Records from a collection
···

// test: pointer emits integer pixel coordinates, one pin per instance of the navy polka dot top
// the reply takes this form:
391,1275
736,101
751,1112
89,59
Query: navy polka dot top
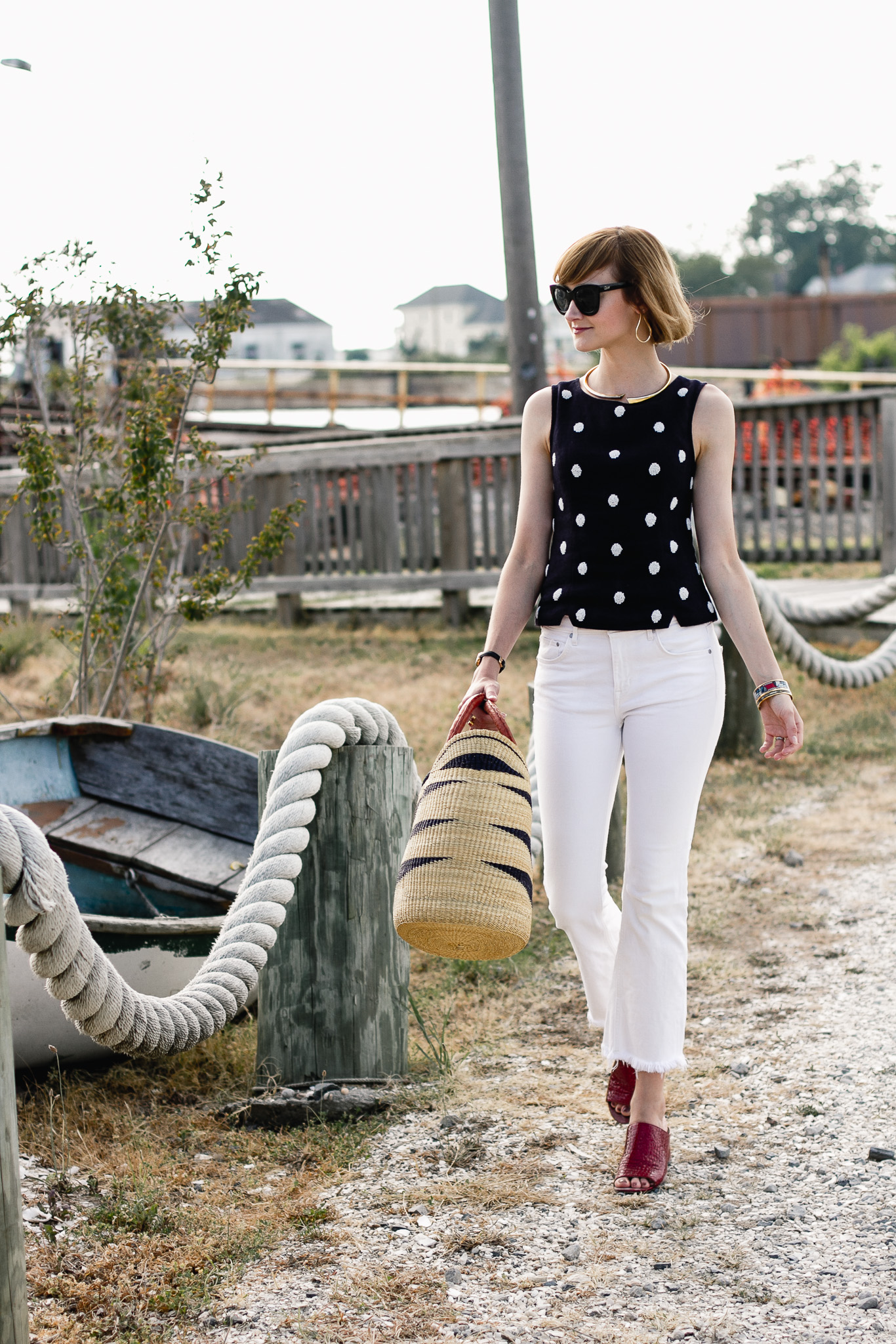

···

**BRIEF:**
Please copy out all the records with "black" substituted for each "navy" and everything else kept the same. Leave the pictures out of your answer.

**SOLUTION:**
// test: pointer emits integer pixel coordinates, one pin per instance of the black polka dot top
// the reply takes this form:
391,1275
736,101
751,1112
89,59
Query: black polka dot top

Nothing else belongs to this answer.